◆ **Given task A**
Locate every line in the listing that contains the string "target", and copy each of those lines.

Research Projects

Workload-driven query planning and optimization using machine learning

Mitacs Accelerate
Primary Investigator and Leading Researcher
The applications of Machine Learning (ML) and Deep Learning (DL) have proliferated in most aspects of traditional computer science. Data management discipline is no exception in this regard. Rule-based modules are being replaced by ML/DL-based counterparts that effectively ‘mine the rules’ from experience. Approaches that rely on crude statistics are rapidly being outdated by the ones that ‘learn’ the functional dependencies, correlations, and skewness from the underlying data. In this project we develop novel techniques that we will integrate towards the creation of a learned query optimizer. The research will be conducted with the research team of IBM that develops Db2, the well- known relational DBMS of IBM. The goal is to integrate the produced learned optimizer in Db2.

Workload-driven query planning and optimization using machine learning

IBM CAS
Primary Investigator and Leading Researcher
We target to find ways to exploit information available from the underlying data and the workload as well as the optimizer and runtime feedback, in order to continuously learn the best strategies for enumerating join orders and estimating execution costs with improved accuracy which will lead to faster query execution. We initially aim at investigating the properties related to the partial or complete join graphs that correlate with the associated cost, which in turn can help to perform early pruning in the current join ordering process. This information can eventually be used for designing and developing a machine learning model that learns the patterns associated with higher execution costs.

◆ **Given task B**
According to the research projects page, which things do the newer approaches "learn" from the underlying data? List them all.

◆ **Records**
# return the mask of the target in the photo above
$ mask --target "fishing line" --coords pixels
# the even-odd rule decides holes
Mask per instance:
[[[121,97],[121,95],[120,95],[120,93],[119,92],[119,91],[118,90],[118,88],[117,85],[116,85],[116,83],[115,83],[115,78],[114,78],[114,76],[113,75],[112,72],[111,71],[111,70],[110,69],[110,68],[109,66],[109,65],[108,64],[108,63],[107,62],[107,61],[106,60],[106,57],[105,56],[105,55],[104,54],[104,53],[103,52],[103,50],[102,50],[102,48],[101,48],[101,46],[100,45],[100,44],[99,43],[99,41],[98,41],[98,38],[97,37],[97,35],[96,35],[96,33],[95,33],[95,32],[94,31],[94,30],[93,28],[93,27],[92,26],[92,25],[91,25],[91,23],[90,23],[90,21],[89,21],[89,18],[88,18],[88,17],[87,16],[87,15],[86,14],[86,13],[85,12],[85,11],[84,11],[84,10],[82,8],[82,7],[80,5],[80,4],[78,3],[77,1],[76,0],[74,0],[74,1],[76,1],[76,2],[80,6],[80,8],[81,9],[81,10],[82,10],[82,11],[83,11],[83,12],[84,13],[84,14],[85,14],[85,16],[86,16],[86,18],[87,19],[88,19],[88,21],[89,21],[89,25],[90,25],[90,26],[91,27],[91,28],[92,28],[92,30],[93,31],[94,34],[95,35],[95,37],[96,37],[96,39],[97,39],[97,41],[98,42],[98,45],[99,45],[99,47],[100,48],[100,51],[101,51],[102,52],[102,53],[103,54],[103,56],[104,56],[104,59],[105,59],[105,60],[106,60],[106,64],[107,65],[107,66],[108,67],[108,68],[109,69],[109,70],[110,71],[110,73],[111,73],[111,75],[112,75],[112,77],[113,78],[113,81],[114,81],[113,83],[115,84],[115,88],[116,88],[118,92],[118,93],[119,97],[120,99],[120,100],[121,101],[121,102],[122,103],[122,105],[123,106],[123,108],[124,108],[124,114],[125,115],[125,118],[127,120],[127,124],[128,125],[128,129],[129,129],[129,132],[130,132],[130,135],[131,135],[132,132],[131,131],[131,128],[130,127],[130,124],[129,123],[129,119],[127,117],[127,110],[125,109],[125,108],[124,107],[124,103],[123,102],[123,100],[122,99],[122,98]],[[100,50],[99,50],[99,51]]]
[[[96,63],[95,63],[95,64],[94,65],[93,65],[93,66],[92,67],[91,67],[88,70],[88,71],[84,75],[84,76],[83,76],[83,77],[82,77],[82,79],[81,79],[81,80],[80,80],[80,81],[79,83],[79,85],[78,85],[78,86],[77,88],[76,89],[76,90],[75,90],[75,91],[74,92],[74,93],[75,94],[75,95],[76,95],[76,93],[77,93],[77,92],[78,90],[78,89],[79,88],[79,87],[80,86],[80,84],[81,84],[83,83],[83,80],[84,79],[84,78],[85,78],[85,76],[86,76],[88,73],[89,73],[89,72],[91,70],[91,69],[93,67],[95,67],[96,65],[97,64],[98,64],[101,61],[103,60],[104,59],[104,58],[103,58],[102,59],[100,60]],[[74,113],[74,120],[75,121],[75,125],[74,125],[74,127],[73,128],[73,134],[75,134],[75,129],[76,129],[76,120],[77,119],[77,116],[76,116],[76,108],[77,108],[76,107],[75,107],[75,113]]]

◆ **Written solution A**
# return the mask of the target in the photo above
$ mask --target "fishing line" --coords pixels

◆ **Written solution B**
- Functional dependencies
- Correlations
- Skewness